[Entrées de pointage d'objets nommés]

========================================

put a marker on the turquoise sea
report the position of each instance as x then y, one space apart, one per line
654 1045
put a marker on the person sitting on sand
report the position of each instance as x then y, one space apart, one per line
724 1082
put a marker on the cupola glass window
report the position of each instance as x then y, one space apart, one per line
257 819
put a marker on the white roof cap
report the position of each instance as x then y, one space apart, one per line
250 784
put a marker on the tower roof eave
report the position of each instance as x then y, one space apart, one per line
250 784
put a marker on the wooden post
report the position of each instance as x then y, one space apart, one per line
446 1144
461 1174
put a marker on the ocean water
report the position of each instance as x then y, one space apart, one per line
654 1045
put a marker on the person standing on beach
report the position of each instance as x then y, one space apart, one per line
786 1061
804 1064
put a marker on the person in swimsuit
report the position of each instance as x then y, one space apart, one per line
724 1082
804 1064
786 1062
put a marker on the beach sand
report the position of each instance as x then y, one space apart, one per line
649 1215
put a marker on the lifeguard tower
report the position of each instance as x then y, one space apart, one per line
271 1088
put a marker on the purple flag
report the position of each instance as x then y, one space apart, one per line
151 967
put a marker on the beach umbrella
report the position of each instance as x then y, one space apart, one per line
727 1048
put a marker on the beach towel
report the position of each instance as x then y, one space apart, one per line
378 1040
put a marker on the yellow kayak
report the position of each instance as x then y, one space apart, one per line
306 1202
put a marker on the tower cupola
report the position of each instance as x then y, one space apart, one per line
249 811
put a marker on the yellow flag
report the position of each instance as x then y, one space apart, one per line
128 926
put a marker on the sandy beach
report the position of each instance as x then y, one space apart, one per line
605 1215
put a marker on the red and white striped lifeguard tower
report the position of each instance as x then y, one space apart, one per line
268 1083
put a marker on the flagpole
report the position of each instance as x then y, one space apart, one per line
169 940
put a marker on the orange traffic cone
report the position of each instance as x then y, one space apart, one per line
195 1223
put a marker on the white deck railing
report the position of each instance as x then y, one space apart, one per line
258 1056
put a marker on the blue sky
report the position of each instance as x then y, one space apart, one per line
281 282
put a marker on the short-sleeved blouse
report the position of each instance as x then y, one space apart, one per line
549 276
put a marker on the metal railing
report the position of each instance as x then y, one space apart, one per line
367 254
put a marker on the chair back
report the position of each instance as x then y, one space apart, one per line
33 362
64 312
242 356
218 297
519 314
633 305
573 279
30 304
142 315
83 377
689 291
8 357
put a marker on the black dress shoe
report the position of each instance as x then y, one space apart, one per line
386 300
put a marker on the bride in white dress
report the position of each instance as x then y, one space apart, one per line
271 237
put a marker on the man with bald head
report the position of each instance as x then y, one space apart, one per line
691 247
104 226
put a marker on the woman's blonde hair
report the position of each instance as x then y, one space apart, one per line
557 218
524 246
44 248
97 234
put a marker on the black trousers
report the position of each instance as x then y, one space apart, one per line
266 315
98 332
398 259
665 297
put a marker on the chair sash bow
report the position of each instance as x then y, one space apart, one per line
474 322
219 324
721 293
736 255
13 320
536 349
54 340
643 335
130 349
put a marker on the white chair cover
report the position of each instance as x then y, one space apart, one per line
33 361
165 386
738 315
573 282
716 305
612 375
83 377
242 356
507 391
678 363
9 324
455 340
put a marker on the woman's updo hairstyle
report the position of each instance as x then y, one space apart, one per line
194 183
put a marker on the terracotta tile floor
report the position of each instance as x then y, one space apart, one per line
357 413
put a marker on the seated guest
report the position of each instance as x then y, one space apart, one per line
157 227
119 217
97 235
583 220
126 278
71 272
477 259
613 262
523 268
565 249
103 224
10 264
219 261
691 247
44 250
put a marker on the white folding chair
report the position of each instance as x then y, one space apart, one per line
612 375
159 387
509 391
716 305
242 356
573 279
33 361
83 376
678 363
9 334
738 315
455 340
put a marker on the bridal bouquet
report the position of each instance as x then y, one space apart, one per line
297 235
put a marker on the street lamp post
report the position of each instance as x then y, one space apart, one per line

========================================

=== Consignes et exigences ===
Reprenez ces lignes en substituant « place a point on the » à « put a marker on the » dans l'ensemble des entrées, sans rien changer d'autre.

=== Réponse attendue ===
place a point on the turquoise sea
report the position of each instance as x then y, one space apart, one per line
654 1045
place a point on the person sitting on sand
report the position of each instance as x then y, one space apart, one per line
724 1082
place a point on the cupola glass window
report the position of each instance as x then y, one space apart, one per line
257 819
place a point on the white roof cap
report the position of each instance as x then y, one space apart, one per line
250 784
place a point on the tower roof eave
report the position of each instance as x then y, one space apart, one per line
250 784
place a point on the wooden post
report the position of each instance as x then y, one space apart, one per line
446 1144
461 1174
place a point on the ocean water
report the position of each instance as x then y, one space apart, one per line
654 1045
place a point on the person standing on beach
report the position of each instance as x then y, one space apart, one per line
786 1061
804 1064
place a point on the person in swimsuit
report the position of each instance as x then y, one space apart, one per line
724 1082
804 1064
786 1062
place a point on the beach sand
report the position of each instance as x then y, one space apart, one per line
649 1215
place a point on the lifeguard tower
report the position of each instance as x then y, one space apart, one per line
271 1088
place a point on the purple flag
report the position of each instance as x then y, one space apart, one per line
151 967
place a point on the beach umbrella
report the position of each instance as x then y, one space apart, one per line
727 1048
place a point on the beach towel
report the position of each instance as x then y, one space apart, one per line
378 1040
place a point on the yellow kayak
report the position of each instance as x then y, one space apart, one per line
306 1202
place a point on the tower cupola
report the position of each instance as x then y, one space apart, one per line
249 811
place a point on the yellow flag
report the position of each instance as x then y, one space apart, one per line
128 926
place a point on the sandy beach
report the position of each instance as x then y, one space apart, one per line
605 1215
place a point on the red and white striped lifeguard tower
report the position of each instance as x then y, one space apart, one per line
268 1083
place a point on the flagpole
report the position of each instance as x then y, one space apart, one per line
169 940
place a point on the orange traffic cone
report the position of each instance as x then y, one space apart, one per line
195 1223
place a point on the white deck railing
report the position of each instance as x then y, one space apart, one per line
258 1056
place a point on the blue sky
report the position of each instance as x then y, one space apart, one per line
281 282
place a point on the short-sleeved blouse
report the position of each instance as x then y, one space apart, one per line
549 276
place a point on the metal railing
report the position of each instance as x then y, one space apart, one per line
367 254
place a point on the chair back
report the position of each instance as x then y, one space apart, one per line
33 362
64 312
242 356
218 297
519 314
633 305
573 279
30 304
142 315
83 377
689 291
8 357
place a point on the black dress shoe
report the position of each instance as x then y, one space apart, one per line
386 300
place a point on the bride in white dress
report the position of each instance as x then y, one space apart, one per line
271 237
place a point on the man with bald head
report the position of each instance as x then y, one space apart, one per line
691 247
104 226
place a point on the woman's blonde hair
report the position of each instance as x then y, one space apart, one per line
557 218
524 246
44 248
97 234
place a point on the black trousers
report the position of each instance as x then y, one space apart, one per line
266 315
98 332
398 259
665 297
place a point on the chair sash bow
report the position of each instance as x then y, one space apart, one per line
474 322
219 324
721 293
736 255
13 320
536 349
54 340
643 335
130 349
place a point on the white chair cover
report the position of each instance as x then y, one space apart, one per line
33 361
165 386
738 315
573 282
716 305
612 375
83 377
242 356
507 391
678 363
9 324
455 340
place a point on the woman's updo hairstyle
report the position of each instance as x then y, one space apart, one per line
194 183
place a point on the terracotta tile floor
report the position of each instance as x then y, one space apart, one per line
357 413
place a point on the seated guest
report the position of each instance as x then y, one space apart, one per line
157 227
119 217
97 235
583 220
126 278
71 272
477 259
613 262
523 268
565 249
103 224
10 264
219 261
691 247
44 250
place a point on the white folding chair
report the position of each instance as x then y, one space apart, one per line
612 375
159 387
509 391
716 305
242 356
573 279
33 361
83 376
678 363
9 334
738 315
455 340
place a point on the bridal bouquet
report the position of each instance as x then y, one space apart, one per line
297 235
place a point on the street lamp post
report the position of each instance as x then y, one space apart, one per line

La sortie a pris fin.